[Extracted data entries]
<<<<

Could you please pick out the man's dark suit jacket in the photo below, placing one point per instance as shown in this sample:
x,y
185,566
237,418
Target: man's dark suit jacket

>>>>

• _TASK DESCRIPTION_: Output all of the data in full, exactly as given.

• _RESPONSE BOX_:
Could you please pick out the man's dark suit jacket in the photo below, placing one point per instance as shown in this sample:
x,y
185,566
237,418
Target: man's dark suit jacket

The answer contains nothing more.